== Data to use ==

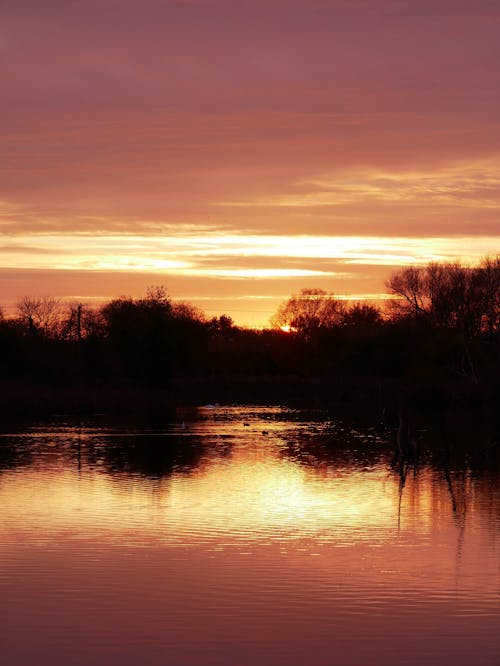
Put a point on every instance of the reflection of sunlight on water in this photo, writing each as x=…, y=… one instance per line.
x=241, y=549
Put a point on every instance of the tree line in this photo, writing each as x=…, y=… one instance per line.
x=441, y=323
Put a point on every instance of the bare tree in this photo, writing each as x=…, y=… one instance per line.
x=40, y=314
x=309, y=310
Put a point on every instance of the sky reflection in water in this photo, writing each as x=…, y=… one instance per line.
x=241, y=536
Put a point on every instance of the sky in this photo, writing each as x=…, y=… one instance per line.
x=238, y=151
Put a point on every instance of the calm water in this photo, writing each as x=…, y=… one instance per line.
x=241, y=536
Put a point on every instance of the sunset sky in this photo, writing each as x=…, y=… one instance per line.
x=238, y=151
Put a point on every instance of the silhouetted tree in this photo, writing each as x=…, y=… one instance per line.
x=40, y=314
x=309, y=311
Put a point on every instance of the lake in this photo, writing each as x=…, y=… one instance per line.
x=241, y=535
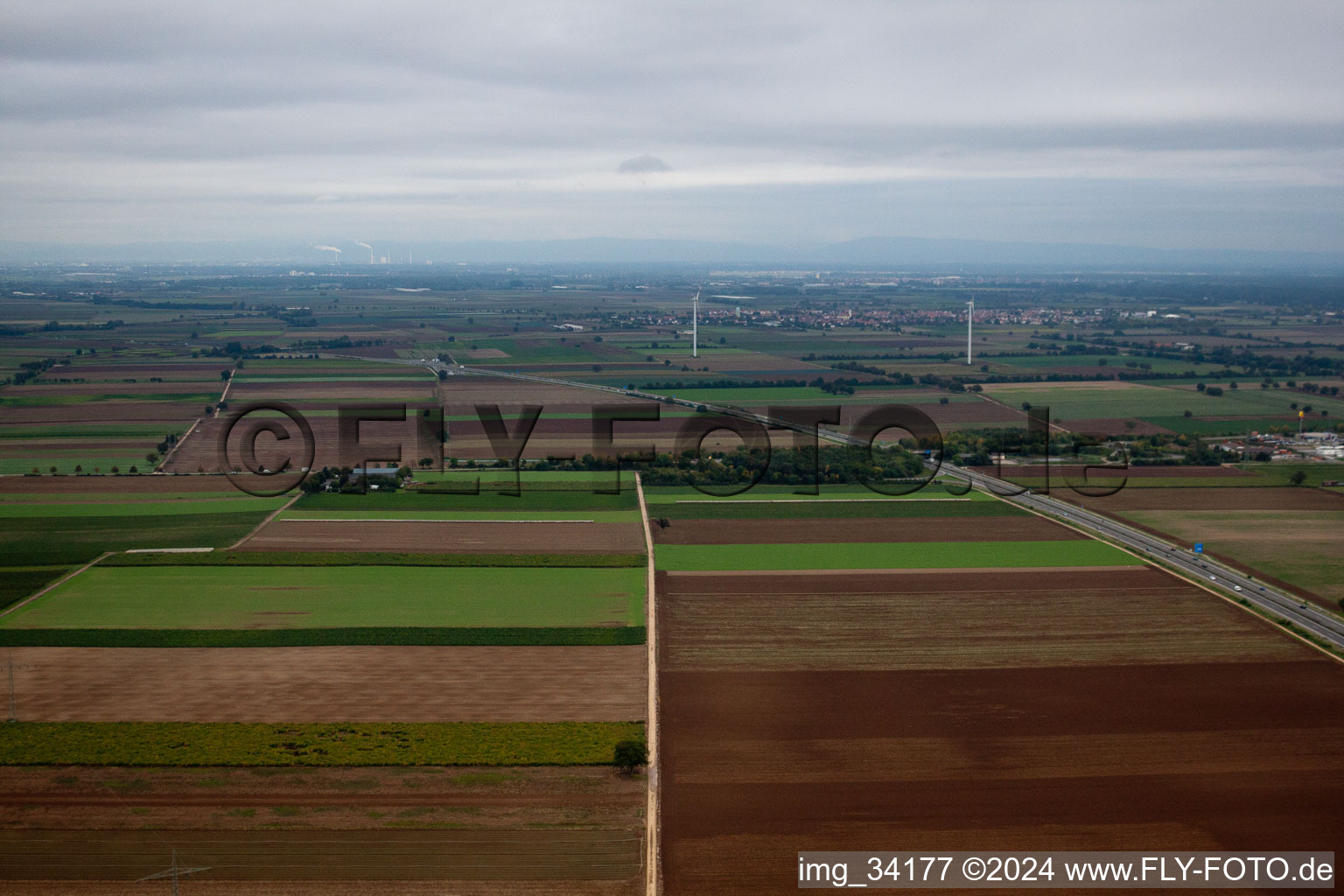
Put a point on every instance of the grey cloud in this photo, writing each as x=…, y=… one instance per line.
x=642, y=165
x=428, y=116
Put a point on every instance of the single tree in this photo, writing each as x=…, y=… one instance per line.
x=629, y=755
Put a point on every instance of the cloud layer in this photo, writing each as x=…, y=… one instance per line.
x=1163, y=124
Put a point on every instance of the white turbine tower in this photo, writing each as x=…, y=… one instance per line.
x=970, y=318
x=695, y=324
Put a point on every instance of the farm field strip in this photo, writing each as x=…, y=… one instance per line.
x=464, y=516
x=848, y=529
x=336, y=519
x=928, y=555
x=976, y=627
x=812, y=500
x=327, y=684
x=192, y=507
x=336, y=597
x=347, y=743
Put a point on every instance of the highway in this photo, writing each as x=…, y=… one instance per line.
x=1205, y=570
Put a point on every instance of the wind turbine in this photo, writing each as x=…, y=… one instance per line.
x=695, y=324
x=970, y=318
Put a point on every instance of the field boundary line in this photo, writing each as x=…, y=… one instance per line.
x=815, y=500
x=1155, y=564
x=343, y=519
x=60, y=580
x=652, y=820
x=240, y=543
x=159, y=468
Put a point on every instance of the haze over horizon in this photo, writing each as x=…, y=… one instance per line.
x=1175, y=127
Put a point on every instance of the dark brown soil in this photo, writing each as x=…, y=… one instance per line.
x=448, y=536
x=762, y=762
x=330, y=684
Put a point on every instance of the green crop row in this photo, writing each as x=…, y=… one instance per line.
x=176, y=743
x=391, y=635
x=375, y=557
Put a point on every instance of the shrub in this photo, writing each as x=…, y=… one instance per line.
x=629, y=755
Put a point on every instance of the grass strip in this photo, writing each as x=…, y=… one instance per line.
x=834, y=511
x=393, y=635
x=374, y=557
x=178, y=743
x=920, y=555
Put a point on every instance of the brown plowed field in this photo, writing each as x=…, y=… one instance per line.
x=1046, y=710
x=1012, y=622
x=328, y=855
x=1213, y=499
x=448, y=536
x=331, y=684
x=837, y=531
x=122, y=484
x=913, y=582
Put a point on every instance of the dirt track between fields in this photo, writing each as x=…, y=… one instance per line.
x=852, y=529
x=330, y=684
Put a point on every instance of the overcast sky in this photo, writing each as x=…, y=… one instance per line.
x=1152, y=124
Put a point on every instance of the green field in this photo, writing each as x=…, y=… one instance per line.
x=484, y=516
x=1123, y=401
x=399, y=635
x=386, y=743
x=925, y=555
x=19, y=582
x=336, y=597
x=142, y=508
x=60, y=539
x=789, y=494
x=371, y=557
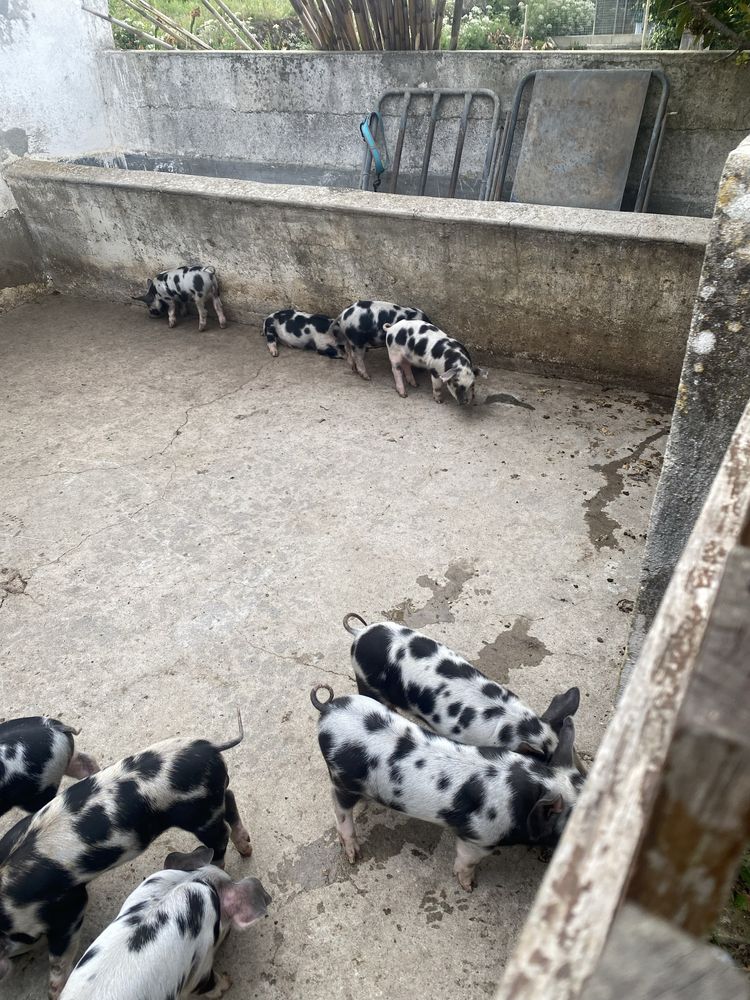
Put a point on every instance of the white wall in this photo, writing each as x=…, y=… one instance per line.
x=52, y=101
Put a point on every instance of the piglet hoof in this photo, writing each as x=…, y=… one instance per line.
x=222, y=984
x=465, y=880
x=241, y=841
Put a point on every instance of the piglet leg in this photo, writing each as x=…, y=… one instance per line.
x=359, y=362
x=220, y=312
x=216, y=986
x=343, y=808
x=202, y=314
x=468, y=856
x=237, y=831
x=408, y=373
x=81, y=766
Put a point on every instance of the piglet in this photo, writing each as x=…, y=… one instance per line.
x=98, y=823
x=423, y=345
x=362, y=325
x=487, y=796
x=309, y=331
x=171, y=291
x=35, y=753
x=407, y=670
x=164, y=939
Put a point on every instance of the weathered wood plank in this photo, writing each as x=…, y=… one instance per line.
x=647, y=959
x=565, y=933
x=701, y=819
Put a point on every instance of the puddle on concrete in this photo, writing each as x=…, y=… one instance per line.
x=438, y=607
x=601, y=526
x=513, y=648
x=505, y=397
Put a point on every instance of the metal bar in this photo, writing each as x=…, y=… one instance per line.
x=460, y=140
x=508, y=143
x=428, y=142
x=225, y=24
x=240, y=26
x=490, y=154
x=654, y=144
x=400, y=141
x=129, y=27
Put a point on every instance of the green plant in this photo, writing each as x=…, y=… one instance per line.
x=719, y=23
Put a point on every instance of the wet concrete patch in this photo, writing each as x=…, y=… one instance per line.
x=438, y=607
x=601, y=526
x=513, y=648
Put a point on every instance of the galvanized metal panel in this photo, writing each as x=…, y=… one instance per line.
x=579, y=138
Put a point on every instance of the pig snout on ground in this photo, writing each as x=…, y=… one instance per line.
x=35, y=753
x=409, y=671
x=172, y=291
x=164, y=940
x=100, y=822
x=489, y=797
x=422, y=345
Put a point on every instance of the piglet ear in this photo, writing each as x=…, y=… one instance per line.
x=541, y=820
x=244, y=902
x=198, y=858
x=563, y=755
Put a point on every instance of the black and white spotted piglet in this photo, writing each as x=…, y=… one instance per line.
x=163, y=942
x=310, y=331
x=407, y=670
x=361, y=326
x=423, y=345
x=35, y=753
x=487, y=796
x=98, y=823
x=171, y=291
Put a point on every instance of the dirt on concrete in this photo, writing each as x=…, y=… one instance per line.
x=184, y=523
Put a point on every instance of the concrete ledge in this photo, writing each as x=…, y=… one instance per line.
x=599, y=295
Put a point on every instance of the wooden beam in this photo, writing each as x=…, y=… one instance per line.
x=648, y=959
x=700, y=823
x=586, y=881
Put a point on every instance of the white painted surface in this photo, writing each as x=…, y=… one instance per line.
x=52, y=98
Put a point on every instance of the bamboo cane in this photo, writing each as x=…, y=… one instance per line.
x=243, y=29
x=129, y=27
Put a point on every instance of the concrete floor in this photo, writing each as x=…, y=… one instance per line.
x=184, y=523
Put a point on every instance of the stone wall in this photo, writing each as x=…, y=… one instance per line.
x=713, y=392
x=603, y=295
x=52, y=102
x=303, y=108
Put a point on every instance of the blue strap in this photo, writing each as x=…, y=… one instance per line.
x=368, y=129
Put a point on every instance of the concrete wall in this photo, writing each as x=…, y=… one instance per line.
x=303, y=108
x=600, y=294
x=713, y=392
x=52, y=102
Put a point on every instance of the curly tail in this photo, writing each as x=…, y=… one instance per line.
x=359, y=618
x=320, y=705
x=221, y=747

== Exercise prompt ==
Format the items above as a Markdown table with the columns "Row" and "Line", starting with the line that contains "Put a point on every instance of the wooden" and continuing through the last line of the items. Give each line its own row and leave out blank lines.

== Answer for this exercise ==
| Row | Line |
|---|---|
| 1 | Put a point on every instance of the wooden beam in this photo, writing each as x=…, y=… one instance per line. |
| 2 | x=648, y=959 |
| 3 | x=700, y=823 |
| 4 | x=586, y=881 |
| 5 | Put a point on every instance of the white painted surface in this photo, writing each as x=…, y=… one instance per line. |
| 6 | x=52, y=98 |
| 7 | Put a point on every instance of the bamboo cane in this photo, writing each as x=…, y=… one instance per line. |
| 8 | x=243, y=29 |
| 9 | x=129, y=27 |
| 10 | Put a point on every instance of the concrete floor in this photo, writing each as x=…, y=… one instance per line. |
| 11 | x=184, y=523 |
| 12 | Put a point on every instance of the stone wall in this photo, writing each as x=…, y=… one instance per line. |
| 13 | x=713, y=392 |
| 14 | x=603, y=295 |
| 15 | x=52, y=102 |
| 16 | x=303, y=108 |
| 17 | Put a point on every instance of the blue strap in this photo, writing each as x=…, y=… one instance per line. |
| 18 | x=368, y=129 |
| 19 | Put a point on every instance of the concrete wall in this photo, writing each as x=…, y=… one instance per line. |
| 20 | x=303, y=108 |
| 21 | x=600, y=294 |
| 22 | x=713, y=392 |
| 23 | x=52, y=102 |
| 24 | Put a point on every instance of the curly tail in this photo, writing each as x=…, y=… one instance per line. |
| 25 | x=359, y=618 |
| 26 | x=320, y=705 |
| 27 | x=221, y=747 |